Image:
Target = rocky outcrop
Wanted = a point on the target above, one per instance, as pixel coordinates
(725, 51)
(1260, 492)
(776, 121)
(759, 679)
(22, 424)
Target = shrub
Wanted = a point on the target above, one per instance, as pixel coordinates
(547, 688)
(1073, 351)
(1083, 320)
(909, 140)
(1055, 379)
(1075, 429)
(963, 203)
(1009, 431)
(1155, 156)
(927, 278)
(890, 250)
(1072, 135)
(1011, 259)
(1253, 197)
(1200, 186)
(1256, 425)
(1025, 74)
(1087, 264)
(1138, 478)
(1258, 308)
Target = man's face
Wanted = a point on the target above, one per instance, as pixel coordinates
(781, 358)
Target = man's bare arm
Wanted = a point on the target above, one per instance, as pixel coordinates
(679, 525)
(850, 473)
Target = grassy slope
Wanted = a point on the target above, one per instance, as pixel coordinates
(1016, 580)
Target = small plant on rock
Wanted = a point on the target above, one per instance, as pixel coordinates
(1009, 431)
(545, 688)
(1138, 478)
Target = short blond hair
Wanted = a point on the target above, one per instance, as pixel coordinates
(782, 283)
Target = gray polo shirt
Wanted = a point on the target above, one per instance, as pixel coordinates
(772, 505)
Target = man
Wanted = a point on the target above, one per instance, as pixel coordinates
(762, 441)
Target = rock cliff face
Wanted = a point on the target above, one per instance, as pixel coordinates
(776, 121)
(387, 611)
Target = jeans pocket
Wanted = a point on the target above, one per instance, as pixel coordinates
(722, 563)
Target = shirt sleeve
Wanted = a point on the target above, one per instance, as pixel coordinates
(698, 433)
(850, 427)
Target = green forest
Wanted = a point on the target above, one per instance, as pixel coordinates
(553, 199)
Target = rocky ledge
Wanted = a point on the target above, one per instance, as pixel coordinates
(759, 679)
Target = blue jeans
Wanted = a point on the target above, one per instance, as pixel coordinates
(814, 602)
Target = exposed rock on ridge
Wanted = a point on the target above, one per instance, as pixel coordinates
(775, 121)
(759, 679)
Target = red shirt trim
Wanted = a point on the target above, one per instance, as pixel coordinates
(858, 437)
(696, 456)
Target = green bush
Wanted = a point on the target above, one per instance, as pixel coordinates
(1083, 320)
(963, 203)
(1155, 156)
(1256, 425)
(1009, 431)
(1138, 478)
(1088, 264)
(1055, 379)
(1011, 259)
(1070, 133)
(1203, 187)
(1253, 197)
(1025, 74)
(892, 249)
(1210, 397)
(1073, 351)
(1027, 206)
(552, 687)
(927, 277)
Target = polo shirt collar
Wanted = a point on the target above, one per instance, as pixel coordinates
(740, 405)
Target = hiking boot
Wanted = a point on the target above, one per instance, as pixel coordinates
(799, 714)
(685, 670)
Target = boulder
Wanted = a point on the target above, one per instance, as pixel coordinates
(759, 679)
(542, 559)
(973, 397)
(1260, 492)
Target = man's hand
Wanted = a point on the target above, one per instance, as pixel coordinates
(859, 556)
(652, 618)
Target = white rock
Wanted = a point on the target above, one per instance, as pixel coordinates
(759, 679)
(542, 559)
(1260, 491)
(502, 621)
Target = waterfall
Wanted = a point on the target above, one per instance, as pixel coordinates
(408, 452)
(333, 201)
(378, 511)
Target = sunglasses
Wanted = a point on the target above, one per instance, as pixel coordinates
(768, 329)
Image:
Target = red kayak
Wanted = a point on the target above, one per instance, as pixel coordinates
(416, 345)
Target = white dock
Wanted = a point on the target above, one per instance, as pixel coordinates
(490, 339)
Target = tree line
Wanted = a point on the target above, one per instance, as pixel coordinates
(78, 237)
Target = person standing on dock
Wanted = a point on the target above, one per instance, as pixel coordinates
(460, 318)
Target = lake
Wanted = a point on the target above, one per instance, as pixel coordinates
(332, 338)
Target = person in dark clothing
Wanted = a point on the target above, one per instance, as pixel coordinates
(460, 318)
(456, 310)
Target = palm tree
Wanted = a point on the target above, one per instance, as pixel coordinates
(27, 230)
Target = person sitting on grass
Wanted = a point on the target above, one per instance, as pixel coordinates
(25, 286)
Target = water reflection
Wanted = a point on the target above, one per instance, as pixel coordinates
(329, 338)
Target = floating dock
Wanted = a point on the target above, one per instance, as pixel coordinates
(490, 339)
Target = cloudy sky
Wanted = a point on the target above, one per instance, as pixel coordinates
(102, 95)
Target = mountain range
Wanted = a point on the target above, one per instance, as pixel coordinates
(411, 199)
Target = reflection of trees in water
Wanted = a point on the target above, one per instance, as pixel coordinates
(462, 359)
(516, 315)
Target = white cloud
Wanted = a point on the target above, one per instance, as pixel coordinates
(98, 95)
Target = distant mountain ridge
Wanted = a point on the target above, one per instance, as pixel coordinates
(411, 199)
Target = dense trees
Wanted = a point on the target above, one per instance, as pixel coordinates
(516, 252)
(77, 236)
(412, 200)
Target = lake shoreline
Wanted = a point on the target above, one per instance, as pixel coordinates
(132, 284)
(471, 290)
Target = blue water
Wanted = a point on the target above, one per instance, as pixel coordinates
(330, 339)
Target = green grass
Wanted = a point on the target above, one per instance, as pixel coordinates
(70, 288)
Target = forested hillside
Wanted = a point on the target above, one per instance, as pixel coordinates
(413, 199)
^^^^
**WHAT YOU ARE ASKED TO DO**
Each entry above needs to be output exactly as written.

**REPLY**
Image:
Target = rocky outcrop
Wanted = a point on the target above, one per instance, as pixel coordinates
(725, 51)
(1260, 492)
(776, 121)
(759, 679)
(22, 424)
Target = shrub
Wanted = a point on the target above, one per instance, as pixel coordinates
(547, 688)
(1073, 351)
(1083, 320)
(909, 140)
(1055, 379)
(1075, 429)
(963, 203)
(1009, 431)
(1155, 156)
(927, 278)
(890, 250)
(1072, 135)
(1011, 259)
(1253, 197)
(1200, 186)
(1256, 425)
(1025, 74)
(1087, 264)
(1138, 478)
(1258, 308)
Target = man's face
Wanted = a point on the target above, one per instance, as pixel coordinates
(781, 358)
Target = man's bare arm
Wanted = a point on the target above, one per instance, as pixel coordinates
(679, 525)
(850, 473)
Target = grassy slope
Wanted = a point on the target above, one per instance, as pixel coordinates
(1016, 580)
Target = small plant on rock
Wanted = a point on the target above, one per instance, as pixel coordinates
(1009, 431)
(545, 688)
(1138, 478)
Target = short blond hair
Wanted = a point on the target above, one per instance, as pixel coordinates
(782, 283)
Target = gray polo shirt
Wanted = a point on the target above, one per instance, as pixel coordinates
(772, 505)
Target = man
Wanted = a point on the target above, one per instance, as pixel coordinates
(762, 441)
Target = rock cliff face
Wanted = a point on the target above, one per instance, as pixel coordinates
(776, 121)
(387, 611)
Target = jeans pocket
Wanted = a point on the target above, one per instance, as pixel coordinates
(722, 563)
Target = shirt sleeve
Wanted = a point on the target above, one per instance, as pixel coordinates
(698, 433)
(850, 427)
Target = green forest
Wanted = a point on the target above, one per instance, as pixel coordinates
(553, 199)
Target = rocky ledge
Wanted = a point on the target above, one per instance, as pixel coordinates
(759, 679)
Target = blue jeans
Wanted = a point on the target above, one per instance, as pixel coordinates
(814, 602)
Target = exposed rock on ridge
Wanted = a point on the target above, one per instance, as pixel coordinates
(775, 121)
(759, 679)
Target = red shirt trim
Wanted = a point on the target above, one per instance, as pixel coordinates
(858, 437)
(696, 456)
Target = green bush
Wanted = a point on the target above, one per instance, as pixel coordinates
(1083, 320)
(963, 203)
(1155, 156)
(1256, 425)
(1009, 431)
(1138, 478)
(1088, 264)
(1055, 379)
(1011, 259)
(1070, 133)
(1203, 187)
(1253, 197)
(1025, 74)
(892, 249)
(1210, 397)
(1073, 351)
(1027, 206)
(552, 687)
(927, 277)
Target = polo shirt collar
Wanted = a point on the target above, one per instance, as pixel coordinates
(740, 405)
Target = hiking boot
Wanted = a point on the target above, one per instance, as pixel coordinates
(799, 714)
(685, 670)
Target = boulder
Wanted = a point on the target above, one per instance, as pixel coordinates
(759, 679)
(542, 559)
(973, 397)
(1260, 492)
Target = man's hand
Wanted = a point on the target above, one per instance, as pixel coordinates
(859, 556)
(652, 618)
Target = white rock
Wanted = a point on the target above, one per instance, as pixel coordinates
(759, 679)
(542, 559)
(1260, 491)
(502, 621)
Target = waterfall
Wanted = a point on the target above, one per instance, as pixel coordinates
(408, 452)
(333, 201)
(378, 511)
Target = sunglasses
Wanted = a point on the target above, one per instance, as pixel coordinates
(768, 329)
Image:
Target = red kayak
Wanted = a point on the target above, one per instance, as pixel coordinates
(416, 345)
Target = white dock
Wanted = a point on the target above, one per instance, as pixel coordinates
(490, 339)
Target = tree line
Wanted = a point on the target above, one per instance, as pixel coordinates
(78, 237)
Target = person standing on dock
Wanted = a point on the target above, one per instance, as pixel coordinates
(460, 318)
Target = lake
Wanted = a point on the target above, one per instance, as pixel coordinates
(332, 338)
Target = person in dark clothing
Wanted = a point on the target above, one per instance, as pixel coordinates
(460, 318)
(456, 310)
Target = palm tree
Wanted = a point on the target above, one per instance, as pixel coordinates
(27, 230)
Target = person sitting on grass
Wanted = a point on the target above, one per instance, as pixel coordinates
(25, 286)
Target = water reflection
Wanted = a point on the target above, one per instance, as pixel coordinates
(329, 338)
Target = floating dock
Wanted = a point on the target above, one per instance, as pixel coordinates
(490, 339)
Target = cloudy sky
Wanted = a point on the target above, one per instance, as pixel coordinates
(102, 95)
Target = mountain range
Wanted = a point on the target above, one per instance, as pixel coordinates
(411, 199)
Target = reflection of trees in water
Wanted = a point on the target above, one per instance, as pixel coordinates
(462, 359)
(516, 315)
Target = white cloud
Wanted = a point on the target above, one per instance, as pixel coordinates
(98, 95)
Target = distant mountain ridge
Wanted = a point on the target above, one per instance, as pixel coordinates
(411, 199)
Target = dense trees
Wanted = a point on the target above, one per instance, as pixel coordinates
(516, 252)
(77, 236)
(412, 200)
Target = lake shoreline
Wanted = a point on the target above, one per instance, as pixel coordinates
(132, 284)
(471, 290)
Target = blue water
Wanted = a point on the target above, one per instance, as pixel coordinates
(330, 339)
Target = green grass
Wanted = a point on the target above, one per instance, as pixel coordinates
(70, 288)
Target = forested hillside
Wanted = a point on the target above, one per instance, as pixel coordinates
(413, 199)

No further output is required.